## PASSAGE PROVIDED
■ ■ ■ ■

As the counterattack picks up, the Zaporizhzhia nuclear plant poses a quandary. Russian forces have occupied the nuclear site since March 4th but began using it for artillery strikes only three weeks ago, Ukrainian officials say, about when Himars appeared on the battlefield. Shielded from return fire, the Russians are menacing Ukrainian troops advancing toward the Nova Kakhovka dam on the Dnieper River, one of the last remaining crossing points for Russian resupply.
It is a problem Ukraine will have to solve as it moves troops and equipment into the area for the counteroffensive.
The Ukrainian army’s retaliatory options at Nikopol are limited. One tactic it has tried is to execute precision strikes that avoid, as much as possible, the risk of damaging the reactors. On July 22nd, for instance, Ukraine’s military intelligence agency reported a strike with a kamikaze drone that blew up an anti-aircraft installation and a Grad rocket launcher and that killed soldiers in a tent camp about 150 yards from a reactor.
The fighting near the power plant has renewed worries that the war will set off a release of radiation in a country chockablock with delicate and dangerous nuclear sites, including Chernobyl, which Russia occupied in March but then abandoned. Last Friday, a huge, roiling plume of black smoke rose a few miles south of the reactors, and the Ukrainian military said it had hit a Russian ammunition depot.
When the Russian army seized the Zaporizhzhia plant in March, combat ignited a fire — and a good deal of worry about nuclear safety. In that fighting, shrapnel hit but did not breach the containment structure of Reactor No 1. Three of the six reactors are active now, and the others are idled or under repair.
Only a direct strike with a powerful weapon would penetrate the reactors’ yard-thick concrete containment vessels, said Dmytro Orlov, exiled mayor of the city of Enerhodar, where the reactor is, and a former engineer at the plant. But if that happened, it would risk a meltdown or explosion that could spread radiation on the wind within Ukraine and beyond, as happened at Chernobyl in 1986, the world’s worst nuclear disaster.
Another risk is that a shell could hit the highly radioactive spent fuel stored in concrete canisters and spread radiation locally in the open air, like a dirty bomb.
The fatigue and stress of the Ukrainian control room employees at the reactors are also a concern. Russian soldiers have subjected them to harsh interrogations, including torture with electrical shocks, suspecting them of sabotage or of informing the Ukrainian military about activities at the plant, Orlov said. About a dozen have vanished after being abducted, he said.
The site is in a nuclear regulatory limbo. The Russian military controls the plant, but Ukrainian engineers operate it. The Russians allow Ukrainian truck convoys across the front line with spare parts and chemicals needed to process cooling water. Ukrainian nuclear regulators also cross the front to visit the plant. Rosatom, the Russian state nuclear company, has sent about a dozen engineers to monitor its operation.
The nuclear plant presents a unique challenge that Ukraine has not had to deal with previously in the war.
Colonel Serhiy Shatalov, who has been leading a Ukrainian infantry battalion on a creeping, village-by-village advance toward the Nova Kakhovka dam, said Russian artillery had mostly gone quiet after a few weeks of Himars strikes — except from the Russian units at the nuclear power plant.
“How can we respond?” he said. “This is a nuclear site.”

■ ■ ■ ■

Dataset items
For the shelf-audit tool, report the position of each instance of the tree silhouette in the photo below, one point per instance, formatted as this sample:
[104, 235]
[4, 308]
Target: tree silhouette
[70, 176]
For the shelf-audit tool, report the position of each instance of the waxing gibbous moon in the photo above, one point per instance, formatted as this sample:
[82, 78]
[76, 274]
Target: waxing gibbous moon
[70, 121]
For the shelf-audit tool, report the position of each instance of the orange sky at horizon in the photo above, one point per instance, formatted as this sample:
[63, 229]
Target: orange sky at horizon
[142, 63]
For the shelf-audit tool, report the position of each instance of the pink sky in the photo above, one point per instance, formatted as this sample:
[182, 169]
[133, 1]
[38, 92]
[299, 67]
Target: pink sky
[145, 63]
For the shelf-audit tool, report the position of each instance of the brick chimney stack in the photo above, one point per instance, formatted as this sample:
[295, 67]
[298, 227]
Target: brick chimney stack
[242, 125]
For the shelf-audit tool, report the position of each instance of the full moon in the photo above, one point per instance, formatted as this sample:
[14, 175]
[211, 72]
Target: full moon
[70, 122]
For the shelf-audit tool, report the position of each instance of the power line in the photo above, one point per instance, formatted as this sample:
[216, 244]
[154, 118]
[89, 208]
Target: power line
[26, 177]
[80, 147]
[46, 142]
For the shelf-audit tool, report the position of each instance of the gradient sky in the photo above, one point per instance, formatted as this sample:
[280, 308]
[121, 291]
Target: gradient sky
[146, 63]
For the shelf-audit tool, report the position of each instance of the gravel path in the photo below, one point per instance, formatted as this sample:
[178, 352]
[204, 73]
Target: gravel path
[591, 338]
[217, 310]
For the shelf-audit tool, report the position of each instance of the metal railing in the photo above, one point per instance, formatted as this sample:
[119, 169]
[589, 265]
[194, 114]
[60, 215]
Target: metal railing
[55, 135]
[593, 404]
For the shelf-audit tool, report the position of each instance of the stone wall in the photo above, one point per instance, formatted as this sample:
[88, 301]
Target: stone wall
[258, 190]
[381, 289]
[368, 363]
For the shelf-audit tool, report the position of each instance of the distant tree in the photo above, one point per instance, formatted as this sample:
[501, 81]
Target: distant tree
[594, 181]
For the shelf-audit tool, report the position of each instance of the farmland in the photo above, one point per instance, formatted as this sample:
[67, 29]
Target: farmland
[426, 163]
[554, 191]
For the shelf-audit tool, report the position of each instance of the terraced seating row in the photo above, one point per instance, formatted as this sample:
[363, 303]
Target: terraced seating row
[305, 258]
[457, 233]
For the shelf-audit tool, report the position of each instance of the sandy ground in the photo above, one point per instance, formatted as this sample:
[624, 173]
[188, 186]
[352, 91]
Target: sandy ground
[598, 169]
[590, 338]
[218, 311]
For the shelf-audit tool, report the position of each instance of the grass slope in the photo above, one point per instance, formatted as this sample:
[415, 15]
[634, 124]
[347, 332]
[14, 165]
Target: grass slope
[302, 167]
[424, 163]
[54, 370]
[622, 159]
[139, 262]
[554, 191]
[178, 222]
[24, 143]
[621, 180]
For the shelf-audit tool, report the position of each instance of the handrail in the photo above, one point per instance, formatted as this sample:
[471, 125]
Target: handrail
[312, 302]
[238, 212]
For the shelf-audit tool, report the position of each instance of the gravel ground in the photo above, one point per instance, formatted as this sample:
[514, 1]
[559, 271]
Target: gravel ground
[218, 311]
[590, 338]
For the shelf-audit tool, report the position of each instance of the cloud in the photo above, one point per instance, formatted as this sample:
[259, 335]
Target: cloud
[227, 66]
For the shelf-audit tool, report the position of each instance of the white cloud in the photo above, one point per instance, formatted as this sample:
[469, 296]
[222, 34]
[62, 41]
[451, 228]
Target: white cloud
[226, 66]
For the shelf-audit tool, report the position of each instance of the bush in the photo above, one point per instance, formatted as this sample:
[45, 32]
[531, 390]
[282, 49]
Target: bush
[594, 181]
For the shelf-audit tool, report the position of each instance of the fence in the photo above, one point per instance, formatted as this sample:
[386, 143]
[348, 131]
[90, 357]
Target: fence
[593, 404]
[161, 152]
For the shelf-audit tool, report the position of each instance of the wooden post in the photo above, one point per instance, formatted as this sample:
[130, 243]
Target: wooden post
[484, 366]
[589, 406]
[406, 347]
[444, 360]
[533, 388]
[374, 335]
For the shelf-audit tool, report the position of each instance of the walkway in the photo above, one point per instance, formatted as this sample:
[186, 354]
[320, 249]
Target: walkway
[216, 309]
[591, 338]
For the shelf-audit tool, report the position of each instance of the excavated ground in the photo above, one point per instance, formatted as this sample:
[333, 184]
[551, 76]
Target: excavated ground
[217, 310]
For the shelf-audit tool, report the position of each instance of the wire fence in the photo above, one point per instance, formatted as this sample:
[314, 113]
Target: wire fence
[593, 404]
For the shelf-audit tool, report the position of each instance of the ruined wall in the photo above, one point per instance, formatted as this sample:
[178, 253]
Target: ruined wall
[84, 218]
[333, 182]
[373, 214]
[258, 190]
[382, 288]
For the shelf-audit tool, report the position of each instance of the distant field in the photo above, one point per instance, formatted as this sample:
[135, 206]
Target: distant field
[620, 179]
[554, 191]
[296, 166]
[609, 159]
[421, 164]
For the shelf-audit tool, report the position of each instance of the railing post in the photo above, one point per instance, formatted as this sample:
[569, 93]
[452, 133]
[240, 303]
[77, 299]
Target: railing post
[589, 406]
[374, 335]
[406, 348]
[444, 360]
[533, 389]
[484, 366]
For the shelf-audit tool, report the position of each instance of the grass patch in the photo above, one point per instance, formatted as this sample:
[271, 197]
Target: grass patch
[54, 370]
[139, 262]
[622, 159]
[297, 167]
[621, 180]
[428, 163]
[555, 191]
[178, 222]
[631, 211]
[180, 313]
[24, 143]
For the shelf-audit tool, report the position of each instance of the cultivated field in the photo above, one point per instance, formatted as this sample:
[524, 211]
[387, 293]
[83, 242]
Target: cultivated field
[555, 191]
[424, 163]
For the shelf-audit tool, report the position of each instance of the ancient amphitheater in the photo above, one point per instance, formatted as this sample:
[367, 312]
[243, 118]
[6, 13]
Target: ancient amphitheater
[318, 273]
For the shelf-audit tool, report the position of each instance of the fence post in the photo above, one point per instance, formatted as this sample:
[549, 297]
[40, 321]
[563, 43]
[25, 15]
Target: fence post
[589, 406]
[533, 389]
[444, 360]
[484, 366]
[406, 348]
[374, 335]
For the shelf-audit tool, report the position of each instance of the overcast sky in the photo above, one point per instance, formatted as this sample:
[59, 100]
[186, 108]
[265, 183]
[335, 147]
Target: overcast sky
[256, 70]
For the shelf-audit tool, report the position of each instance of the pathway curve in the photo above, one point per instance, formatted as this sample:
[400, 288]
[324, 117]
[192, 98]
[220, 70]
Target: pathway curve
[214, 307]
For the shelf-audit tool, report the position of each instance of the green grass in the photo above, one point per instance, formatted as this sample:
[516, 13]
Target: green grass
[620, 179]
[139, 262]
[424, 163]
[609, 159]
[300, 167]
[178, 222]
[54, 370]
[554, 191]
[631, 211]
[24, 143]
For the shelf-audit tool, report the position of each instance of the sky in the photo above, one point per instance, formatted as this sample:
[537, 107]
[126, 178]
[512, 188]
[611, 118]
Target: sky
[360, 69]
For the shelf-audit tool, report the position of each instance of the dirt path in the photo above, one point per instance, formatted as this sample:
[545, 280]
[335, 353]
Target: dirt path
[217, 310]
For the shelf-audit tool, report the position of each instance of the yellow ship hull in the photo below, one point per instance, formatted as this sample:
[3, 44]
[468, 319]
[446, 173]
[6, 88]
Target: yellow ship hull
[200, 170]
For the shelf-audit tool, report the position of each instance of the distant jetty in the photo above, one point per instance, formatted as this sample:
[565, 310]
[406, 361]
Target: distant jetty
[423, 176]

■ ■ ■ ■

## PROBLEM SET
A: Name every dam, river, city, and nuclear site (countries excluded) that the passage on the Zaporizhzhia nuclear plant mentions.
B: Render everything in the dataset items from the line containing "of the green" down to the final line of the dataset items as a Markdown table with the columns Row and Record line, omitting blank lines.

## RESULTS IN ORDER
A:
- Zaporizhzhia nuclear plant
- Nova Kakhovka dam
- Dnieper River
- Nikopol
- Chernobyl
- Enerhodar

B:
| Row | Record line |
|---|---|
| 1 | For the shelf-audit tool, report the position of each instance of the green grass in the photo above, one point per instance, formatted as this sample: |
| 2 | [516, 13] |
| 3 | Target: green grass |
| 4 | [620, 179] |
| 5 | [139, 262] |
| 6 | [424, 163] |
| 7 | [609, 159] |
| 8 | [300, 167] |
| 9 | [178, 222] |
| 10 | [54, 370] |
| 11 | [554, 191] |
| 12 | [631, 211] |
| 13 | [24, 143] |
| 14 | For the shelf-audit tool, report the position of each instance of the sky in the photo above, one point per instance, formatted as this sample: |
| 15 | [537, 107] |
| 16 | [126, 178] |
| 17 | [512, 188] |
| 18 | [611, 118] |
| 19 | Target: sky |
| 20 | [360, 69] |
| 21 | For the shelf-audit tool, report the position of each instance of the dirt path in the photo above, one point per instance, formatted as this sample: |
| 22 | [545, 280] |
| 23 | [335, 353] |
| 24 | Target: dirt path |
| 25 | [217, 310] |
| 26 | For the shelf-audit tool, report the position of each instance of the yellow ship hull in the photo below, one point per instance, formatted as this sample: |
| 27 | [3, 44] |
| 28 | [468, 319] |
| 29 | [446, 173] |
| 30 | [6, 88] |
| 31 | Target: yellow ship hull |
| 32 | [200, 170] |
| 33 | For the shelf-audit tool, report the position of each instance of the distant jetty in the photo above, one point per instance, formatted as this sample: |
| 34 | [565, 310] |
| 35 | [406, 361] |
| 36 | Target: distant jetty |
| 37 | [423, 176] |